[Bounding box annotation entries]
— start —

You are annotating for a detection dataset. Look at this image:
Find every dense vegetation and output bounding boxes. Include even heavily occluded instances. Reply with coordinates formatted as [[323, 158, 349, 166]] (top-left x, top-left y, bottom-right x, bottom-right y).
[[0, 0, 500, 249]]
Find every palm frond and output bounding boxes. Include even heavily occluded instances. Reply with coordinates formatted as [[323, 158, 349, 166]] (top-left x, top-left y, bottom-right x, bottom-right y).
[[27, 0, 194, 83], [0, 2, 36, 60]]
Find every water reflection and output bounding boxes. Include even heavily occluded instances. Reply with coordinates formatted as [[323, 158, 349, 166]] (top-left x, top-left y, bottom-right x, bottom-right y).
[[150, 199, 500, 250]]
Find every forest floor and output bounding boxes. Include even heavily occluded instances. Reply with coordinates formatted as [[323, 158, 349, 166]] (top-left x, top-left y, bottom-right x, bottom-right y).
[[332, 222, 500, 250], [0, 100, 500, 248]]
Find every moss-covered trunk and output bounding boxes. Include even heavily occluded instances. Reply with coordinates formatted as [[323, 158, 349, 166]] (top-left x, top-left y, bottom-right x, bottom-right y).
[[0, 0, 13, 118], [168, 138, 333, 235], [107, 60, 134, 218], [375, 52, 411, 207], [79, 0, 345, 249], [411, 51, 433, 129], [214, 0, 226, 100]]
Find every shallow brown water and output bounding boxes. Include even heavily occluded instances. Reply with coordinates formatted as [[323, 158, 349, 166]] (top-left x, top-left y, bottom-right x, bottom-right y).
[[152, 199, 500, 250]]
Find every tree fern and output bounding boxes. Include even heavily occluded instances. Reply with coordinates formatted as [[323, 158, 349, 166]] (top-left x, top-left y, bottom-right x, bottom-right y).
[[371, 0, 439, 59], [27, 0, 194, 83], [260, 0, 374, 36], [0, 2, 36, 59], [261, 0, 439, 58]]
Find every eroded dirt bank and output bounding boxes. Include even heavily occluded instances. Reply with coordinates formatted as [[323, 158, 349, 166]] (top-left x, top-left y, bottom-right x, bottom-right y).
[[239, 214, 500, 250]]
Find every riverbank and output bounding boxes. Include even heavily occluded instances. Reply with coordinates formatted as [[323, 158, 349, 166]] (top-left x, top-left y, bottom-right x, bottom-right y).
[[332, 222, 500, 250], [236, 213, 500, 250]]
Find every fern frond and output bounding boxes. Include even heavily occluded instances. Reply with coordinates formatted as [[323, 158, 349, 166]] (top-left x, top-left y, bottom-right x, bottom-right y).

— end —

Could you rewrite the records from the start through the line containing "[[27, 0, 194, 83], [0, 2, 36, 60]]", keeping every request line as is? In the answers only, multiply each box coordinate by 2.25 and round to the nearest whole number, with halves rounded up. Leave the sample coordinates in the requests unchanged.

You are annotating for a detection dataset. Look at this image:
Find every dense vegetation and output bounding boxes. Include even heavily occluded instances. Reply with coordinates formatted as [[323, 158, 349, 166]] (top-left x, top-left y, bottom-right x, bottom-right y).
[[0, 0, 1125, 560]]
Find every palm frond and output bounding boxes. Include even heavily occluded instances. Reply with coordinates formatted as [[323, 158, 349, 166]] (top-left x, top-left y, bottom-right x, bottom-right y).
[[61, 0, 437, 187], [0, 5, 81, 135]]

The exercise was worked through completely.